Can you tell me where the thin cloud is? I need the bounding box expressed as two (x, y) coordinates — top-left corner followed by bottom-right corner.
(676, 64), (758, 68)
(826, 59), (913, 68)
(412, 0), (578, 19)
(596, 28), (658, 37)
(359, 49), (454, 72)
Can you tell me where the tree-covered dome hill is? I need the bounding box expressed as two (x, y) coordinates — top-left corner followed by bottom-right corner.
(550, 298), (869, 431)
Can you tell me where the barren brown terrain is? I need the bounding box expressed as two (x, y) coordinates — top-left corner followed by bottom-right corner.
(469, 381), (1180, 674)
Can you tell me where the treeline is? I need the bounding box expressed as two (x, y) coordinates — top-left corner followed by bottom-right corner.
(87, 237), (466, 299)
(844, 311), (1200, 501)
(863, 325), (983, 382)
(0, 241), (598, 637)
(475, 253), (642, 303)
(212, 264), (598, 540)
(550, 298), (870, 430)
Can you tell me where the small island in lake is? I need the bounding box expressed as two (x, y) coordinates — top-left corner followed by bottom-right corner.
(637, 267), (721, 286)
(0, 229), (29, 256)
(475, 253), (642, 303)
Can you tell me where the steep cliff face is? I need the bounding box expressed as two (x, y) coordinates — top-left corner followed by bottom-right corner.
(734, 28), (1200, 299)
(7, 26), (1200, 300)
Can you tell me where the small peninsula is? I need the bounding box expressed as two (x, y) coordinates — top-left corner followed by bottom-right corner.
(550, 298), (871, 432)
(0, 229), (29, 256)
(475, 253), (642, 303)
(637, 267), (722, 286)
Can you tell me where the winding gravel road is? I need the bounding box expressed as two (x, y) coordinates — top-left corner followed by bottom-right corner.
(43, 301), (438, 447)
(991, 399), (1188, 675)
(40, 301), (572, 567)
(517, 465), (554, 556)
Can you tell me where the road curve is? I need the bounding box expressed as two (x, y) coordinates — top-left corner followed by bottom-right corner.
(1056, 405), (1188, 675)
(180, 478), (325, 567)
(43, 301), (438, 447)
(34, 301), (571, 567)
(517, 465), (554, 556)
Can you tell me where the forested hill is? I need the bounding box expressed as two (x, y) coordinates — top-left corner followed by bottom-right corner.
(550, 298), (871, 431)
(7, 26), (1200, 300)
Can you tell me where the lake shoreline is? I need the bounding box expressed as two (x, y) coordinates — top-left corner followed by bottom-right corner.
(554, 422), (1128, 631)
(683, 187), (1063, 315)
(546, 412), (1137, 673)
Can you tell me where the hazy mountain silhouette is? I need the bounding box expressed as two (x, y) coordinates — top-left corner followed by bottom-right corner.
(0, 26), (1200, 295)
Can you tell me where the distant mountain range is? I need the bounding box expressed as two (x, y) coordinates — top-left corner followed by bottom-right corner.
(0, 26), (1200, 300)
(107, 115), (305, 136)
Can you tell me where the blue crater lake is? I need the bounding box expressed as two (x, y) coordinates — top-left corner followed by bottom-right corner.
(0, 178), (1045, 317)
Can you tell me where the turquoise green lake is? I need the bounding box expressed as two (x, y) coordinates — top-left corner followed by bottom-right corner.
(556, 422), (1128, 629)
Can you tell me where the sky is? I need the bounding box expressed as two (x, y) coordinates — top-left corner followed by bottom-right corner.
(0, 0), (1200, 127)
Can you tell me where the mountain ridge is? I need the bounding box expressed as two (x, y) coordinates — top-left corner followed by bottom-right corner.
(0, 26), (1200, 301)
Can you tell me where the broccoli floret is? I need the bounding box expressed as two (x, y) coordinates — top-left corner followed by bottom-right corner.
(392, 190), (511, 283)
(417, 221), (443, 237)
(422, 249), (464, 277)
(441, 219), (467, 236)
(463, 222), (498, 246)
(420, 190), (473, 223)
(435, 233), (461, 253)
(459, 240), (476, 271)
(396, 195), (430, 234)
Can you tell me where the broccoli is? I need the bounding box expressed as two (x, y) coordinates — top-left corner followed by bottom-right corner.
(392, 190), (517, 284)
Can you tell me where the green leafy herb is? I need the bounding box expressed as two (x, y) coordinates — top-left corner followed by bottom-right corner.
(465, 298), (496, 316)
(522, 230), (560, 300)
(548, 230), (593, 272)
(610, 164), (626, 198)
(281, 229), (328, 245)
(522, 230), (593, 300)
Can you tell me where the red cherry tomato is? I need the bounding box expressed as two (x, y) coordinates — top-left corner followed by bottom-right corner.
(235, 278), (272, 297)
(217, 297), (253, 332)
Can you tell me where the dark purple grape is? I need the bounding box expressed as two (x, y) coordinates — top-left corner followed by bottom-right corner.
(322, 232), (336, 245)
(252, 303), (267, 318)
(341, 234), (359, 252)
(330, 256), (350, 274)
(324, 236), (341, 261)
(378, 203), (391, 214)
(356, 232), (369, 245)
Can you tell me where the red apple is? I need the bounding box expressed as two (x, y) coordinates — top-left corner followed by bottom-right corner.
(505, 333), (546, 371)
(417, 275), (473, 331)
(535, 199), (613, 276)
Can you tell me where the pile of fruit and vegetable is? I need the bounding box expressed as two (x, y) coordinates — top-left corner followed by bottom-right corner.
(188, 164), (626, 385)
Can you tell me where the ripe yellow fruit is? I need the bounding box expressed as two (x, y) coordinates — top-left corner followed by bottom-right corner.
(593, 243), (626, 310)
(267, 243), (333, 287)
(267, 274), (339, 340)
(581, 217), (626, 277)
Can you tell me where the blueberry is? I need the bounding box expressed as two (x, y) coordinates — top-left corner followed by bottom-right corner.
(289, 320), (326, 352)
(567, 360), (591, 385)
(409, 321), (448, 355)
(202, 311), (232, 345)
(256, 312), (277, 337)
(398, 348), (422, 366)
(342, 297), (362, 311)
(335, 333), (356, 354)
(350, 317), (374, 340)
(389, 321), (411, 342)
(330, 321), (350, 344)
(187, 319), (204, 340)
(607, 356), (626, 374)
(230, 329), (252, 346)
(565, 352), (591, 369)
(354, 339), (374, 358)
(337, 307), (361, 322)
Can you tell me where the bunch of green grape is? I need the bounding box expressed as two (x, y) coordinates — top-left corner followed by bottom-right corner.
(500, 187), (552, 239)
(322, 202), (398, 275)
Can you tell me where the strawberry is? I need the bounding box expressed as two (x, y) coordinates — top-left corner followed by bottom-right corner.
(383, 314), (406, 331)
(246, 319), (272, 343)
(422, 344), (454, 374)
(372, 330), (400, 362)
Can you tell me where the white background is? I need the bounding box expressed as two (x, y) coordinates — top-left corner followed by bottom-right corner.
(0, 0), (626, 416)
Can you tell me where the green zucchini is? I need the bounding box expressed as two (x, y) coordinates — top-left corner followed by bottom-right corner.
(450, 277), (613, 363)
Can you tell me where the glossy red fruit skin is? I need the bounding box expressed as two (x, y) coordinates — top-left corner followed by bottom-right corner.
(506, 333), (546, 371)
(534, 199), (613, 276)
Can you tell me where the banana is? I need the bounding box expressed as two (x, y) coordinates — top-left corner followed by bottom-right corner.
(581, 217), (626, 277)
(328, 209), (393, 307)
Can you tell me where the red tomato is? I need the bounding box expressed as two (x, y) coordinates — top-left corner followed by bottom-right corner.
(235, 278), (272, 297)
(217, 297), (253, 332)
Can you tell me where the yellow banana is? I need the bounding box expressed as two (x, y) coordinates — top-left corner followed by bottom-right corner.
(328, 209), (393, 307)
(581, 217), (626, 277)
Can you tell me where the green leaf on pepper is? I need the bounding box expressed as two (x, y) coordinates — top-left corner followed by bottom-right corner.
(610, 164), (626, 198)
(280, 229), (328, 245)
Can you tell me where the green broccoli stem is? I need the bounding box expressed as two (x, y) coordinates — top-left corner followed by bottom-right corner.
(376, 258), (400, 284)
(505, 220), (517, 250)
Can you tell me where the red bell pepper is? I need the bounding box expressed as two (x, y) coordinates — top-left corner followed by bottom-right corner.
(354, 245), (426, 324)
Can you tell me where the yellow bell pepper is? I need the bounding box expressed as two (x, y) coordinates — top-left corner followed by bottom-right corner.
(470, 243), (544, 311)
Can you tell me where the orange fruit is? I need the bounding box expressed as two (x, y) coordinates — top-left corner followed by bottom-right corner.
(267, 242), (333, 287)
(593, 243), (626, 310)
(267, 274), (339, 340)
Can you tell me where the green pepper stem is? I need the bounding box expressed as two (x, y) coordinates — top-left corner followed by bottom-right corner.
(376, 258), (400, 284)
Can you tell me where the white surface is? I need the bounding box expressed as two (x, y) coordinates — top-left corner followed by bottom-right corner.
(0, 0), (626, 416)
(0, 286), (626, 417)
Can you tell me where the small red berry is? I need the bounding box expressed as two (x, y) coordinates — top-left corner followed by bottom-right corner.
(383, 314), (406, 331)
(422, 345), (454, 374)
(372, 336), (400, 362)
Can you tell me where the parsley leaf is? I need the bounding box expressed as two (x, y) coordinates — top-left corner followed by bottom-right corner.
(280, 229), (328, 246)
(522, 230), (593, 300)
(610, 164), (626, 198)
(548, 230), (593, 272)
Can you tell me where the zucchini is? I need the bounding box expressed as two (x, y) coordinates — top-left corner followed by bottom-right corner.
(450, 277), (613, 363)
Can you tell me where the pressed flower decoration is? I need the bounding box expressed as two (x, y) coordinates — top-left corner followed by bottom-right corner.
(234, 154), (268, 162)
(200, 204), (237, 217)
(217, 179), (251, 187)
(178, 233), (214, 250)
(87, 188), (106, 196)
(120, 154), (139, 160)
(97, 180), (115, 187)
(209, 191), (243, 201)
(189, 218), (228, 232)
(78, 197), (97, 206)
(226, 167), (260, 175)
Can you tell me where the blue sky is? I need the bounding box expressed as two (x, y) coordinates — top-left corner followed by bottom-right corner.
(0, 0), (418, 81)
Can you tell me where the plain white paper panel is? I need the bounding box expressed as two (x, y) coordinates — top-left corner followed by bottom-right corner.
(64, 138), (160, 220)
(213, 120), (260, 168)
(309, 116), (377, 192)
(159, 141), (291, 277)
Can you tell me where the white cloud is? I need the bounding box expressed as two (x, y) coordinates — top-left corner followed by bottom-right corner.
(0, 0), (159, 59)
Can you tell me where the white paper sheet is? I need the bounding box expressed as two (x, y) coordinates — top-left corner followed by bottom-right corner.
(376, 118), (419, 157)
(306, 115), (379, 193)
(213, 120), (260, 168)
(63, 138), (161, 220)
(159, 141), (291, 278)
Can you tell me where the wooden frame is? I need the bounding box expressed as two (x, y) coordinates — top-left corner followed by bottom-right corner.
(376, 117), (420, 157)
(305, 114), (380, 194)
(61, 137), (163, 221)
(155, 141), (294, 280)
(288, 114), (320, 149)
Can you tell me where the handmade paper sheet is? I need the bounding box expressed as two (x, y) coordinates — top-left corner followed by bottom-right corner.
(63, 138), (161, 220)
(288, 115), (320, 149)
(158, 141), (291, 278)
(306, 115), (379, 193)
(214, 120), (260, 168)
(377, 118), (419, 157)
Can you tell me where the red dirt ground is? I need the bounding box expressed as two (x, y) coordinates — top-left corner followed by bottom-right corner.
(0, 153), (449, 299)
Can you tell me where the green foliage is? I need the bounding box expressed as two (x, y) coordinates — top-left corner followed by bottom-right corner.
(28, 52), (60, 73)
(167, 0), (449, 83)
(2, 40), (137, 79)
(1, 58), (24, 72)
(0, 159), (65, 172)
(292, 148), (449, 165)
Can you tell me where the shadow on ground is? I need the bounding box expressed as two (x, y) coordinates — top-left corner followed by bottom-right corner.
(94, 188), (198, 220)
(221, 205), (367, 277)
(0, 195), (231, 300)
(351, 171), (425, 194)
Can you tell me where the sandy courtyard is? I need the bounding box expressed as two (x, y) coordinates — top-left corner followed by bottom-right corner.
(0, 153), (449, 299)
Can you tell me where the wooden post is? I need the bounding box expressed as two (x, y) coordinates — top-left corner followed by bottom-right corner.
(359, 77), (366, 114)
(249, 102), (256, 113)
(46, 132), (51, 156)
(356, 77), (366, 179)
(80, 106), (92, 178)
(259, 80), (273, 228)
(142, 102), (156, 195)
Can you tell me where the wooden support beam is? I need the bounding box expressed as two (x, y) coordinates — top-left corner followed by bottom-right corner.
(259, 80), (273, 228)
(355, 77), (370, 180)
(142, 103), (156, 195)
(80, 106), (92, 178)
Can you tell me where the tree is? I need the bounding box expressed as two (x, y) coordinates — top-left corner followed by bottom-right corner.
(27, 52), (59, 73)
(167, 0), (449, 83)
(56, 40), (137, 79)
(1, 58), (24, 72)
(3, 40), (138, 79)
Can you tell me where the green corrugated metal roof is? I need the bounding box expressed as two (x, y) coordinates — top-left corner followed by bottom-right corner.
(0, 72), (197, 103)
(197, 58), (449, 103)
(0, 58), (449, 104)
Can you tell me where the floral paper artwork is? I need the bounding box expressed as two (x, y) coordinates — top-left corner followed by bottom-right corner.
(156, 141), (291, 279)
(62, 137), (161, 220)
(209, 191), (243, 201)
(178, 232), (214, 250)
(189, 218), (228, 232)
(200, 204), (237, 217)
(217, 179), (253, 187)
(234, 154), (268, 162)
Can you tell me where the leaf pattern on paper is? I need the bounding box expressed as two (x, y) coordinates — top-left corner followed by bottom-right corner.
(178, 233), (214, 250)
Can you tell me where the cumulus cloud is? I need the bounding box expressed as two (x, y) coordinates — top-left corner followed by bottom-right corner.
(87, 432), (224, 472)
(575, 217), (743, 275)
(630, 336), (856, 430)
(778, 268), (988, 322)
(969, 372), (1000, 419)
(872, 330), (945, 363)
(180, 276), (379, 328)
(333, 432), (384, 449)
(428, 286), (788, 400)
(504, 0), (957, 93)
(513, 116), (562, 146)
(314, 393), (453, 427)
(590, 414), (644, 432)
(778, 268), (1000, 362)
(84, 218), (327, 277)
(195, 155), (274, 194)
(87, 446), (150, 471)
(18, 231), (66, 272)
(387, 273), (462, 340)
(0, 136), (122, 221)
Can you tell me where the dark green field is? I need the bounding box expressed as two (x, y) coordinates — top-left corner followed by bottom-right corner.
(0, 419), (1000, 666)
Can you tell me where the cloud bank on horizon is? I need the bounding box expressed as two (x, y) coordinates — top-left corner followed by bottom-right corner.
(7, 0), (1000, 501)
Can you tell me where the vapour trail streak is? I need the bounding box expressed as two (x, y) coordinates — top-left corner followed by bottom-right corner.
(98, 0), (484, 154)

*****

Written task =>
Copy out everything from the line containing "Can you tell me where the distant" down to the line containing "(0, 178), (1045, 317)", word for word.

Problem solution =>
Can you tell me where the distant mountain range is? I need the bounding box expressed as two (x, y) coordinates — top-left corner followed by bottom-right corner.
(0, 26), (1200, 300)
(107, 115), (305, 136)
Can you tell me where the blue crater lake is? I need the bounding box expressed as two (x, y) coordinates — top-left corner followed by bottom-right corner.
(0, 178), (1045, 317)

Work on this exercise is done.